■ Source data ■
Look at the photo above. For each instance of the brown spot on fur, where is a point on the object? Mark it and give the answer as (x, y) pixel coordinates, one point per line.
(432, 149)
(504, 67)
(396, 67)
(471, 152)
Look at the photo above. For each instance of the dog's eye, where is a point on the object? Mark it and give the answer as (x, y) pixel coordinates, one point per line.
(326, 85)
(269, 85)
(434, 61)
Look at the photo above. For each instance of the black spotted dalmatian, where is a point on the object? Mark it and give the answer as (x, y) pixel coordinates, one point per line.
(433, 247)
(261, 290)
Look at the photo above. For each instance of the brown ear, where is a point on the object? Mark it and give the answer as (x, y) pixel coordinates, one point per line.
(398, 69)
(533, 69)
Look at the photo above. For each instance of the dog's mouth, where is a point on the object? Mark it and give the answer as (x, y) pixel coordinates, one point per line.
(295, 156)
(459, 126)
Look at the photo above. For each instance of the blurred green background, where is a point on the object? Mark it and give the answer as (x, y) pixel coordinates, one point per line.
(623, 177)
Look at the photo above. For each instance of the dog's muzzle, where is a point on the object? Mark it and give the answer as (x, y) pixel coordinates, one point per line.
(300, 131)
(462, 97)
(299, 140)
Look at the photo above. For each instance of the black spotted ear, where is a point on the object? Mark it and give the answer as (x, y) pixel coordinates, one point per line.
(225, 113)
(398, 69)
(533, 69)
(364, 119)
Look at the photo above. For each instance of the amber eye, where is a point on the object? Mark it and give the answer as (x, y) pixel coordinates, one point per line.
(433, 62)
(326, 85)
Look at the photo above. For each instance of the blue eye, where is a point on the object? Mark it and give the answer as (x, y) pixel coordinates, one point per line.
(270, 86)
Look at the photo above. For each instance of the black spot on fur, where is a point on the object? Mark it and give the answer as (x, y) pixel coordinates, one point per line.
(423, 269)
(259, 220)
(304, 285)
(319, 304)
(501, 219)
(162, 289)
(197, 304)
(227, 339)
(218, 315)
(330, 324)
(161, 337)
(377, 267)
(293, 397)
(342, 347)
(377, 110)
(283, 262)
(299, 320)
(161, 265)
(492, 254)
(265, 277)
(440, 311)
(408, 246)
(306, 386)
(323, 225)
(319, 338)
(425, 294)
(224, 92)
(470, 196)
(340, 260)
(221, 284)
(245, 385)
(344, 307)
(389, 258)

■ Problem ■
Starting at the line that contains "brown ear, where", print every line through the last one of the records, exactly and with nothing else.

■ Response ■
Look at the photo above. For each instance of the brown ear, where is a point on the object? Mark it and give the answer as (x, y) pixel coordinates, one point per line.
(398, 69)
(533, 69)
Look at the photo above. For each instance of the dog's mouth, where is a point on the object? Mark it and give the answer as (x, y) pixel coordinates, one point per line.
(295, 156)
(459, 126)
Look at the photo above. For each instance of the blurred green background, where is a point on the object? Mark it and give the answer as (x, y) pixel coordinates, one point per line.
(623, 177)
Look at the photo above. For each instance of the dog's muzzle, where is a point on the object? Mark it and give the answer as (x, y) pixel coordinates, one point per line.
(300, 131)
(462, 97)
(299, 140)
Look at the photo above. For each instance of the black spotted ear, where is a point on the object? Mark it and give the answer as (x, y) pixel coordinates, one point per line.
(225, 113)
(398, 69)
(533, 69)
(364, 119)
Look at the photo above. For each instance of the amber eye, where is a point on the object? Mark it and give the answer as (x, y) pixel coordinates, one point per line.
(433, 62)
(326, 85)
Look at the photo above. For each instance of the blue eye, where is a point on the object? Mark it and give the answer as (x, y) pixel coordinates, one point per line.
(270, 86)
Look at the photo above. For each instance of the black spot on fur, where is a point on the object? Mark it and give the answer as (x, y) pixel coordinates, one point per line.
(423, 269)
(259, 220)
(304, 285)
(319, 304)
(501, 219)
(162, 289)
(197, 304)
(227, 339)
(218, 315)
(330, 324)
(161, 337)
(377, 267)
(293, 397)
(342, 347)
(377, 110)
(283, 262)
(299, 320)
(161, 265)
(492, 254)
(265, 277)
(440, 311)
(408, 246)
(306, 386)
(323, 225)
(319, 338)
(425, 294)
(224, 92)
(470, 196)
(340, 260)
(221, 284)
(245, 385)
(344, 307)
(389, 258)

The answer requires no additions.